## What you have to do
Only the lines from the start of the entries up to and including the line with "like (160, 247)." should be written out, exactly as they stand.

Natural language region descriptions
- - -

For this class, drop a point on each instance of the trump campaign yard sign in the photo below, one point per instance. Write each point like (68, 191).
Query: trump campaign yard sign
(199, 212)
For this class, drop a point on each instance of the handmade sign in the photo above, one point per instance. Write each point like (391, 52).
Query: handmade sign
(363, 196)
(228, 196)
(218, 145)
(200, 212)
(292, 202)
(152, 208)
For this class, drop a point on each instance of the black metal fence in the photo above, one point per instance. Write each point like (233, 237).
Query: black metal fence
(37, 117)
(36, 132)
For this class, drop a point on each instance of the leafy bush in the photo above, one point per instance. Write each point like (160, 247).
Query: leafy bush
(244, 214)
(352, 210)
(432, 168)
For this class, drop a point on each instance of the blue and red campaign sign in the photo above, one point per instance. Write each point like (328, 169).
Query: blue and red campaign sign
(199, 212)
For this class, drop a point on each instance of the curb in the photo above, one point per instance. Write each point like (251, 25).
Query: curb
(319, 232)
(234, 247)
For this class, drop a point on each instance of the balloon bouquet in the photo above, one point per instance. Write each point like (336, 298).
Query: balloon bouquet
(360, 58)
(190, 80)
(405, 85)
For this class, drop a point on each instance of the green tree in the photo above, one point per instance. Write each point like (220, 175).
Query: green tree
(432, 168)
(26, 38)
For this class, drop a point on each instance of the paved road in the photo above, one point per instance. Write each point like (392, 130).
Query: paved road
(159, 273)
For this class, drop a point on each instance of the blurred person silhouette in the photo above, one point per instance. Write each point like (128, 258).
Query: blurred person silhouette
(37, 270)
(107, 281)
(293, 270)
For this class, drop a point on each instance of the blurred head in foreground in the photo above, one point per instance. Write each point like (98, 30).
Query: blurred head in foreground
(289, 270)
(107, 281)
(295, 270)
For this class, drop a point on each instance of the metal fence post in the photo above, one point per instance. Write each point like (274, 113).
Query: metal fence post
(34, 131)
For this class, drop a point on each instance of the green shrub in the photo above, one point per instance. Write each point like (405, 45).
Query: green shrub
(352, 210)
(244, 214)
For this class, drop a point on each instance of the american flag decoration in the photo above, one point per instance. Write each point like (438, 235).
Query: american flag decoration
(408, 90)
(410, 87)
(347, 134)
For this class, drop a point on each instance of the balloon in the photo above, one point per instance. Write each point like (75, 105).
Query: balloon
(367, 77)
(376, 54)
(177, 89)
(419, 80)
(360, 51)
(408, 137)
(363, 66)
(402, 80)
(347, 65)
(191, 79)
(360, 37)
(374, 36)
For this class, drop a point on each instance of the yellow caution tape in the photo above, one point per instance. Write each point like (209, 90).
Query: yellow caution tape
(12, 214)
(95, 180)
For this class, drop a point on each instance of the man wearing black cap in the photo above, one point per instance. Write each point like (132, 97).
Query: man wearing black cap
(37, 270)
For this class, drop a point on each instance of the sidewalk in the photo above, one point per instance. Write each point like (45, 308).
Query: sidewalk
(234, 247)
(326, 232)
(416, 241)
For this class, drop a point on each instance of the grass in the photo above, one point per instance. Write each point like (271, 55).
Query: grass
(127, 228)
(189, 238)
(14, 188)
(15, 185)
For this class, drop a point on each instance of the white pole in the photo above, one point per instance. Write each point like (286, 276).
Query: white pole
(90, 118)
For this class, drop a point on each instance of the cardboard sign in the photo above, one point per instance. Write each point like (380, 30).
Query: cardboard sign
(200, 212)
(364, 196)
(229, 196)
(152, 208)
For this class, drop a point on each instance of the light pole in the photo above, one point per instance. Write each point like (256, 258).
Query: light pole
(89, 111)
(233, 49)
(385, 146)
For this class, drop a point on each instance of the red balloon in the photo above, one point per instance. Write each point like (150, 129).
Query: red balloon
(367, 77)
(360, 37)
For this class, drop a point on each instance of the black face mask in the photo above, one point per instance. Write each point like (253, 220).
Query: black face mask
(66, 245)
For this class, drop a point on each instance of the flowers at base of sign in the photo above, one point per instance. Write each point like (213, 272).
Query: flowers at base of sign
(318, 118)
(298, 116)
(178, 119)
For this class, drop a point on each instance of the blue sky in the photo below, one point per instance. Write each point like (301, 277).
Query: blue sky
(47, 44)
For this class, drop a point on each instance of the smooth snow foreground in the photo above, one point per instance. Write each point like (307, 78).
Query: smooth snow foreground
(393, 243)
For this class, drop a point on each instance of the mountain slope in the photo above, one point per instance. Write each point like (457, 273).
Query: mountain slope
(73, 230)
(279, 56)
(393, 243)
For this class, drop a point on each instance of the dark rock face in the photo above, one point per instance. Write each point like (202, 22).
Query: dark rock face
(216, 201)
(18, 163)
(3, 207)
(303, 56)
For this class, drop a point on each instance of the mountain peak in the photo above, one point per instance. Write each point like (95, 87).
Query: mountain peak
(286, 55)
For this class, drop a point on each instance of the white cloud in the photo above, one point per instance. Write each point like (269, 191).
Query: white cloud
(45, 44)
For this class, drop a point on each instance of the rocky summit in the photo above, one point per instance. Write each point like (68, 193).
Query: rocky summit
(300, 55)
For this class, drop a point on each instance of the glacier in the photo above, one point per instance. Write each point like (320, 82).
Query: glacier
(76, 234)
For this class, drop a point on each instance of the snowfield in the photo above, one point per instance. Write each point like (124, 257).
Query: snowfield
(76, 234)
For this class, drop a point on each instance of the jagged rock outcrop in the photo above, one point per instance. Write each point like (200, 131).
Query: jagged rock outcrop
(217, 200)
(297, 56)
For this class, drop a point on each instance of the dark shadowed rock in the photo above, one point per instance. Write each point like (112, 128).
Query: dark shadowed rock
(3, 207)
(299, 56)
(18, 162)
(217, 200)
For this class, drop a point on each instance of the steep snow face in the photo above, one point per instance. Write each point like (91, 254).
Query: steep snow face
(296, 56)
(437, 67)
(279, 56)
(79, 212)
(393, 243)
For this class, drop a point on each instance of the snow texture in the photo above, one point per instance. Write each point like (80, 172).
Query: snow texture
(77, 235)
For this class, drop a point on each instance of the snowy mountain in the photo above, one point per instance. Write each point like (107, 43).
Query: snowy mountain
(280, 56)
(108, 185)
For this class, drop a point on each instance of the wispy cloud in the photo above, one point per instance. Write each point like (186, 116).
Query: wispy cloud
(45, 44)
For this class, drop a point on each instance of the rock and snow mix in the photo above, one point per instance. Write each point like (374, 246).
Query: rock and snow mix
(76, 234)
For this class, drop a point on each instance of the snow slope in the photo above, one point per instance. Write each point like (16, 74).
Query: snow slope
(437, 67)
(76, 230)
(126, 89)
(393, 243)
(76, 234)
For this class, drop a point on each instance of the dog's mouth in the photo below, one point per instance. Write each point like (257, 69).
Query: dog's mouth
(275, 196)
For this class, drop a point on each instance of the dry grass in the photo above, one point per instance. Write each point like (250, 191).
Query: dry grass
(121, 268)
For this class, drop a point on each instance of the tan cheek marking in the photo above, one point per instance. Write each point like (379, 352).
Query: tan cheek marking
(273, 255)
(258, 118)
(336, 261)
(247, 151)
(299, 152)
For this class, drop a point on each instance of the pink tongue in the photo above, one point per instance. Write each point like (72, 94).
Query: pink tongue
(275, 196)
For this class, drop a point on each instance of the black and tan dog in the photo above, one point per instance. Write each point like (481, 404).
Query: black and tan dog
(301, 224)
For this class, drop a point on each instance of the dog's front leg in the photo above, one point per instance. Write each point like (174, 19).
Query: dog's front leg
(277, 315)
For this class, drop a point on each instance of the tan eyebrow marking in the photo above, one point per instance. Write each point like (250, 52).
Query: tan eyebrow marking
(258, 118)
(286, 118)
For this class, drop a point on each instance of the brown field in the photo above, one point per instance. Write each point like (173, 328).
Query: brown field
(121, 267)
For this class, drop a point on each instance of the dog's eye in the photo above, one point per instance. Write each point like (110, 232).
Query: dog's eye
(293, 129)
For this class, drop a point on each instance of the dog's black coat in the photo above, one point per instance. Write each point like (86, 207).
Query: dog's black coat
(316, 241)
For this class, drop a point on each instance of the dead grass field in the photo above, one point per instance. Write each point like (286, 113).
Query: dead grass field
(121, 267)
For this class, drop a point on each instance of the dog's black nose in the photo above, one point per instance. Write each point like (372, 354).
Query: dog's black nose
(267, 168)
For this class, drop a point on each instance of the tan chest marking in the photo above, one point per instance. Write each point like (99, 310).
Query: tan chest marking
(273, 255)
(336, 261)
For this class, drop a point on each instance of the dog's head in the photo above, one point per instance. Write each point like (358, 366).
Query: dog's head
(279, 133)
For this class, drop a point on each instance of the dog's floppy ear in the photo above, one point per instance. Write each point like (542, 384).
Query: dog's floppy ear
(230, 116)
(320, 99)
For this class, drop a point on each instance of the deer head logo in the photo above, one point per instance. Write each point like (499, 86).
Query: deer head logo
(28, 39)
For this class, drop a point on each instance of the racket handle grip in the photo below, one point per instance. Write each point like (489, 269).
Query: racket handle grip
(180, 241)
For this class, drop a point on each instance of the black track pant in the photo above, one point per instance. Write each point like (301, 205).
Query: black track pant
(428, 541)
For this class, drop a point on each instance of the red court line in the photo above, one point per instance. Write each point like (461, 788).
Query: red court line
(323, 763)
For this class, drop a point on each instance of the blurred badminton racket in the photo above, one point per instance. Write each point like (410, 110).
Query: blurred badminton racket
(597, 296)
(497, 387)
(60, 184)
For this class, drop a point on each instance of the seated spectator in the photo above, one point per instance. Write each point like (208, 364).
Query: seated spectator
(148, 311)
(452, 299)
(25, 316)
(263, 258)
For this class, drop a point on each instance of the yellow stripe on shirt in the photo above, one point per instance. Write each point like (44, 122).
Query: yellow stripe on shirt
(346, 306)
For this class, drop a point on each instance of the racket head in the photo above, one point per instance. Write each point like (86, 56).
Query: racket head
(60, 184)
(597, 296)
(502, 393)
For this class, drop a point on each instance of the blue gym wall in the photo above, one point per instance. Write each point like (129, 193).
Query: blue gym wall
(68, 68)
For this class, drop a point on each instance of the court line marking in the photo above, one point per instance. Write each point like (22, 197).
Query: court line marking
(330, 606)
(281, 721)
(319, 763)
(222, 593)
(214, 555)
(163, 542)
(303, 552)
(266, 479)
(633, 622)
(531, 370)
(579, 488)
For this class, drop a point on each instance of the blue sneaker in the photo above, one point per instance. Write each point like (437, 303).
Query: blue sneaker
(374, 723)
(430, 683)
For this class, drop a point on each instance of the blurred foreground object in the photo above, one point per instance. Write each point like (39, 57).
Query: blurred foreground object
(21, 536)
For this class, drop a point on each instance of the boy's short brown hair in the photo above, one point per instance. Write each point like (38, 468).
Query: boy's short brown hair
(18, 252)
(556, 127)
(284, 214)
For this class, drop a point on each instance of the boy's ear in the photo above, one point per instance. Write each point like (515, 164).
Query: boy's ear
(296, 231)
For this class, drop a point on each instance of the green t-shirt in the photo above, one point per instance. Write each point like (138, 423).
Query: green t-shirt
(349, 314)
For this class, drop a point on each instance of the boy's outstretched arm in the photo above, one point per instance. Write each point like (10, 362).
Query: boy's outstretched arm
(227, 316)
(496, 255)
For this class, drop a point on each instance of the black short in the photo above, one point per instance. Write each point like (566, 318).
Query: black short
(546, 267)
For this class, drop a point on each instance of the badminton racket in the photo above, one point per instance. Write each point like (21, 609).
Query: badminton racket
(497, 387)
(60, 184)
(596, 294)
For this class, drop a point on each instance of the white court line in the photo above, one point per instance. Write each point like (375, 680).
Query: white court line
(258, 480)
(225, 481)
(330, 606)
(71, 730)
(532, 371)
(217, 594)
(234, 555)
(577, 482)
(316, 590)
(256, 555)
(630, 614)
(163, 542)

- - -

## Task output
For this class, drop a point on each instance of the trump campaign yard sign in the photo below, one point per instance. Write each point like (68, 191).
Query: trump campaign yard sign
(199, 212)
For this class, drop a point on each instance of the handmade sign in the photo above, one point per instance. Write each point like (391, 52).
Query: handmade sign
(363, 196)
(228, 196)
(218, 145)
(200, 212)
(292, 202)
(152, 208)
For this class, drop a point on each instance of the black metal fence in the photo above, one point per instance. Write each point like (233, 237).
Query: black metal fence
(37, 117)
(36, 132)
For this class, drop a point on each instance of the leafy bush in the photo above, one point per instance. Write each point like (160, 247).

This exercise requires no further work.